» **CHALLENGE**: Extract every line of the records below and reproduce each one verbatim.
···
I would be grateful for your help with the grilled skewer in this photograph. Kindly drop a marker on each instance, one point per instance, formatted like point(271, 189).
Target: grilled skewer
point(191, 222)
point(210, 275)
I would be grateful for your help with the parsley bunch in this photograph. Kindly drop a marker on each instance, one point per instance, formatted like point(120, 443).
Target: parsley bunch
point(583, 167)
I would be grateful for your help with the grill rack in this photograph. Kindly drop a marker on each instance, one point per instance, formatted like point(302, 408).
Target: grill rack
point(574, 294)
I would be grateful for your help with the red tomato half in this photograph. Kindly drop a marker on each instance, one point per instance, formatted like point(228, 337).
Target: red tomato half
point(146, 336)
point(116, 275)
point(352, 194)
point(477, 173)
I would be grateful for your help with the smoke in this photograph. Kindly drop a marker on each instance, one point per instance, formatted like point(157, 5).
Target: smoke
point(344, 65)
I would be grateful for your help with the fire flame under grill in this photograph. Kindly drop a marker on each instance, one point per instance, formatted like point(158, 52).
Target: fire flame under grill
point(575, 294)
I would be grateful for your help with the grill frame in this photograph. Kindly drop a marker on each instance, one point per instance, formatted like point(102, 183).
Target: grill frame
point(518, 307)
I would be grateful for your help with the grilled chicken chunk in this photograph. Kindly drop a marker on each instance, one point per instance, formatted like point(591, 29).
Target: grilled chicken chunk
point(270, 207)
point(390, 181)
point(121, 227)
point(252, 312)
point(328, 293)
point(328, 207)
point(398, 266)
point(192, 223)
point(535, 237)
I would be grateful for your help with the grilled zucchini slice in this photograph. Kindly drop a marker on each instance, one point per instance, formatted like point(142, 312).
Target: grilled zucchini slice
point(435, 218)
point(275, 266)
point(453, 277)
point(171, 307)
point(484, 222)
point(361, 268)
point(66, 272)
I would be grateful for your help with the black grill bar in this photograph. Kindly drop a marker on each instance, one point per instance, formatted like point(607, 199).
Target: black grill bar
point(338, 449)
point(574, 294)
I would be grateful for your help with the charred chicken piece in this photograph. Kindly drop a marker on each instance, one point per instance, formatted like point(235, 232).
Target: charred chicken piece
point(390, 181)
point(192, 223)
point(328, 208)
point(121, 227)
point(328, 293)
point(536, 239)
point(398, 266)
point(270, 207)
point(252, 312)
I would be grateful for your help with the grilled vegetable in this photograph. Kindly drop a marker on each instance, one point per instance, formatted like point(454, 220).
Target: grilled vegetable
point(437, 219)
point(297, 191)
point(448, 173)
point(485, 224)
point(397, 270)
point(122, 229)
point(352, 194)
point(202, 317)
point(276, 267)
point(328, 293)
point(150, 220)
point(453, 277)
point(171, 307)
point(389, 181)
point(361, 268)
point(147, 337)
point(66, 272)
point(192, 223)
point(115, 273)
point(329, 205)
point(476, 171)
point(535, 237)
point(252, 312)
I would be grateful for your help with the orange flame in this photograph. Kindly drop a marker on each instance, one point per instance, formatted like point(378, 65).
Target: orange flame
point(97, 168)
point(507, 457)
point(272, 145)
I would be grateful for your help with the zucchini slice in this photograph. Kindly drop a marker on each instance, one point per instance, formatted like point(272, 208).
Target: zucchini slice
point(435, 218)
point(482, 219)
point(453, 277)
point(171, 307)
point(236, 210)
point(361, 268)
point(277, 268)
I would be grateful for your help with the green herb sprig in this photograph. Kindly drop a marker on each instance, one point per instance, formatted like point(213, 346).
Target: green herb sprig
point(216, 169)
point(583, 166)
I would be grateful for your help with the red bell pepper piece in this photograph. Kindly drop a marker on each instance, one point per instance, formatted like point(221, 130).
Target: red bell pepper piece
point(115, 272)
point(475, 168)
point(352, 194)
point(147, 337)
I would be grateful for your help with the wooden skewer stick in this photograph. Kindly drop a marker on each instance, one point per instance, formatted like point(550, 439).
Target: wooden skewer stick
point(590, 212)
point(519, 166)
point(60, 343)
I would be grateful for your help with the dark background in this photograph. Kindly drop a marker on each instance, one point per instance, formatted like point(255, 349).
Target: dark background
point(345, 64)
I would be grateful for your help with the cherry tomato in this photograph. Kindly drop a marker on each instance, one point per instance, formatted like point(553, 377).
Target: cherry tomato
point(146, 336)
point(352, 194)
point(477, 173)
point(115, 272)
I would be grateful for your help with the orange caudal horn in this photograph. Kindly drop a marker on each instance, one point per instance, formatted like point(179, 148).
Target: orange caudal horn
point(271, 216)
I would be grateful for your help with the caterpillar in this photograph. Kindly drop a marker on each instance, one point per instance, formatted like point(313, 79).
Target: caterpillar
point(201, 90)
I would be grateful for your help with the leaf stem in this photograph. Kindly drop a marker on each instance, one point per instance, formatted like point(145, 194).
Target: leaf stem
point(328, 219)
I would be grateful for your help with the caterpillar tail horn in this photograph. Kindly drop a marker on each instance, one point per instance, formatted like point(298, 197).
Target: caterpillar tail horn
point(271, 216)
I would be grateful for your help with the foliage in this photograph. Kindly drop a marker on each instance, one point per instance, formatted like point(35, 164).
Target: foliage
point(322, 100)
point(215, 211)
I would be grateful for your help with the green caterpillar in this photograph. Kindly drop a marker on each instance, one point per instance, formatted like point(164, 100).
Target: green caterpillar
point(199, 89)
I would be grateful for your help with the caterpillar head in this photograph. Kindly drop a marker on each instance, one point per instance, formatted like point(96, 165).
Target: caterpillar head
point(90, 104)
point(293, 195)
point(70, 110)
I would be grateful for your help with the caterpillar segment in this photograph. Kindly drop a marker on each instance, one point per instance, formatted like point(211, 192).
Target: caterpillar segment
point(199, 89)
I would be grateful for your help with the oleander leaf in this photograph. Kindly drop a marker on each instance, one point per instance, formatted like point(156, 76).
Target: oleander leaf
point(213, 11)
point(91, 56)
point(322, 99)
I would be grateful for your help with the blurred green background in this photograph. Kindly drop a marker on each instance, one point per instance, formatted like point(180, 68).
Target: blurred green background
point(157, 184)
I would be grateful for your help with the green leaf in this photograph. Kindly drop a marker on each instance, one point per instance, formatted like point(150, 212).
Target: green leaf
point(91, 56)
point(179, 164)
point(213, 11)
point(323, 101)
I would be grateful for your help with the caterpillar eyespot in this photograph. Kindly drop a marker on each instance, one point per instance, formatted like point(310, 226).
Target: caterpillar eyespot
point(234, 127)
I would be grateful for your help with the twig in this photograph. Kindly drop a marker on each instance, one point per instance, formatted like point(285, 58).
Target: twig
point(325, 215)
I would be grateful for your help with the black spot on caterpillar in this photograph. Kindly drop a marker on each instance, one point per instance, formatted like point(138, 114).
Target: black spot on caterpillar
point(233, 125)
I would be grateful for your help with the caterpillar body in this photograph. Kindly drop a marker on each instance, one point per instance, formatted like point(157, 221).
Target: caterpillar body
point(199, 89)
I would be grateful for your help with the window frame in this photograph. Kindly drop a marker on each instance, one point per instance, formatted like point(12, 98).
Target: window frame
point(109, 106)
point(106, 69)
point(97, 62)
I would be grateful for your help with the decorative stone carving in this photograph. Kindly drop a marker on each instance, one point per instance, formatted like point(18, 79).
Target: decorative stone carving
···
» **RESULT OF THE TASK**:
I would be grateful for your help with the grilled skewer in this photograph. Kindly drop a marker on each instance, one point per instance, formatted like point(271, 189).
Target: grilled skewer
point(191, 222)
point(210, 275)
I would be grateful for your help with the parsley bunch in this photograph. Kindly drop a marker on each instance, one point per instance, formatted like point(120, 443).
Target: parsley bunch
point(583, 167)
I would be grateful for your help with the grill rack in this photograph. Kindly drop a marker on each instance, one point per instance, formatted like point(302, 408).
Target: grill rack
point(574, 294)
I would be grateful for your help with the red tomato half in this photograph. Kindly drop a marker on each instance, one point per instance, formatted like point(228, 337).
Target: red tomato half
point(146, 336)
point(116, 275)
point(352, 194)
point(477, 173)
I would be grateful for your help with the smoke in this photograph. Kindly drop a marker on each instance, one point per instance, formatted like point(157, 5).
Target: smoke
point(344, 65)
I would be grateful for your help with the fire flame under grill in this photograph. Kindly drop a marker on each instance, one point per instance, formatted like point(158, 52).
Target: fire flame under grill
point(575, 294)
I would be grateful for your help with the grill frame in this photograph. Kindly drop a marker on each instance, one point per instance, formatted like point(102, 183).
Target: grill frame
point(518, 307)
I would be grateful for your help with the grilled chicken chunk in this photograph. Kindly drop a marker on each instance, one point per instance, formatted like point(591, 29).
Target: grilled chicken chunk
point(270, 207)
point(390, 181)
point(121, 227)
point(252, 312)
point(328, 293)
point(328, 207)
point(398, 266)
point(192, 223)
point(535, 237)
I would be grateful for your help with the grilled zucchini slice in this photograph. Kindly drop a marker on each instance, one point per instance, formatted like point(142, 312).
Target: grilled zucchini slice
point(435, 218)
point(275, 266)
point(453, 277)
point(171, 307)
point(484, 222)
point(361, 268)
point(66, 272)
I would be grateful for your help with the black grill bar in this photograph. Kindly drop a marker on each instance, one point per instance, formatted like point(607, 199).
Target: black grill bar
point(338, 449)
point(574, 294)
I would be grateful for your help with the charred chicken piece in this photograph. Kindly drop a marker on each instance, one point per instance, formatted like point(235, 232).
Target: charred chicken piece
point(390, 181)
point(192, 223)
point(328, 208)
point(121, 227)
point(328, 293)
point(536, 239)
point(398, 266)
point(270, 207)
point(252, 312)
I would be grateful for your help with the grilled vegetable in this photograph. Kindly drop a marker on each instance, one point per instance, formatted like point(454, 220).
Target: grilled vegetable
point(437, 219)
point(297, 191)
point(448, 173)
point(485, 224)
point(397, 270)
point(122, 229)
point(352, 194)
point(202, 317)
point(276, 267)
point(328, 293)
point(150, 220)
point(453, 277)
point(171, 307)
point(389, 181)
point(361, 268)
point(147, 337)
point(66, 272)
point(192, 223)
point(115, 273)
point(329, 205)
point(476, 171)
point(535, 237)
point(252, 312)
I would be grateful for your help with the orange flame in this photograph. Kindly drop a marker on each instance, one point per instance, formatted like point(378, 65).
Target: orange flame
point(97, 168)
point(507, 457)
point(272, 145)
I would be grateful for your help with the zucchini slice in this photograph. Kindly drop a marker on each instance, one point per instance, formatted like point(272, 208).
Target: zucchini slice
point(435, 218)
point(482, 219)
point(453, 277)
point(171, 307)
point(236, 210)
point(361, 268)
point(277, 268)
I would be grateful for your help with the green herb sprig in this photograph. Kindly drop a marker on each instance, one point per instance, formatted like point(213, 346).
Target: green herb sprig
point(216, 169)
point(583, 166)
I would be grateful for your help with the red bell pepper piece in this photograph. Kindly drop a marker on each instance, one point per instance, formatted like point(221, 130).
Target: red bell pepper piece
point(115, 272)
point(475, 168)
point(352, 194)
point(147, 337)
I would be grateful for your help with the wooden skewer stick in this photograph. Kindly drop a marker on each instance, one point per instance, formatted like point(550, 439).
Target: wooden skewer stick
point(590, 212)
point(519, 166)
point(60, 343)
I would be grateful for your help with the dark background in this photograph. Kindly drop a marker on each instance, one point per instance, formatted like point(255, 349).
Target: dark background
point(345, 64)
I would be grateful for your help with the cherry tomato in this photograph. Kindly drop a marker on each instance, one point per instance, formatted like point(553, 377).
Target: cherry tomato
point(146, 336)
point(352, 194)
point(477, 173)
point(115, 272)
I would be grateful for your help with the orange caudal horn in this photograph. Kindly drop a marker on each instance, one point per instance, formatted like point(179, 148).
Target: orange caudal horn
point(271, 216)
I would be grateful for your help with the caterpillar in this photograph. Kindly drop a marker on each instance, one point per instance, formatted like point(313, 79).
Target: caterpillar
point(201, 90)
I would be grateful for your help with the leaf stem in this photograph. Kindly drop a marker on each instance, one point per instance, formatted like point(145, 194).
Target: leaf stem
point(328, 219)
I would be grateful for your help with the caterpillar tail horn in this photograph. Kindly drop a marker on each instance, one point per instance, formatted like point(298, 197).
Target: caterpillar tail horn
point(271, 216)
I would be grateful for your help with the foliage in this photograph. Kindly drop a marker on each instance, one point per instance, formatted like point(35, 164).
Target: foliage
point(322, 100)
point(215, 211)
I would be grateful for your help with the green caterpillar in this photograph. Kindly drop a marker on each instance, one point per instance, formatted like point(164, 100).
Target: green caterpillar
point(199, 89)
I would be grateful for your help with the caterpillar head in this photograph. Kindly drop a marker on each instance, one point per instance, formatted like point(96, 165).
Target: caterpillar head
point(90, 104)
point(293, 195)
point(70, 110)
I would be grateful for your help with the caterpillar segment in this photograph. Kindly drop a marker on each instance, one point per instance, formatted like point(211, 192).
Target: caterpillar segment
point(199, 89)
I would be grateful for your help with the oleander leaf in this photograph. Kindly drop a marker on each instance, one point per instance, formatted like point(156, 76).
Target: oleander leaf
point(213, 11)
point(91, 56)
point(322, 99)
I would be grateful for your help with the blurred green background in this photograph. Kindly drop a marker on each instance, one point per instance, formatted like point(180, 68).
Target: blurred green background
point(157, 184)
I would be grateful for your help with the green leaf in this photograph. Kindly drop a marker on each instance, one point per instance, formatted like point(150, 212).
Target: green leaf
point(91, 56)
point(179, 164)
point(213, 11)
point(323, 101)
I would be grateful for your help with the caterpillar eyespot in this photograph. Kindly drop a marker on each instance, one point per instance, formatted like point(310, 226).
Target: caterpillar eyespot
point(234, 127)
I would be grateful for your help with the twig in this photograph. Kindly drop a marker on each instance, one point per instance, formatted like point(285, 58).
Target: twig
point(325, 215)
I would be grateful for your help with the black spot on caterpillar in this photograph. Kindly drop a marker on each instance, one point per instance, formatted like point(138, 114).
Target: black spot on caterpillar
point(233, 125)
I would be grateful for your help with the caterpillar body in this photograph. Kindly drop a marker on each instance, one point per instance, formatted like point(157, 221).
Target: caterpillar body
point(199, 89)
I would be grateful for your help with the window frame in this photograph. Kindly drop a marker on each instance, one point per instance, formatted like point(12, 98).
Target: window frame
point(109, 106)
point(106, 69)
point(97, 62)
I would be grateful for your help with the decorative stone carving in this photograph. Kindly drop a marker on each instance, one point per instance, formatted like point(18, 79).
Target: decorative stone carving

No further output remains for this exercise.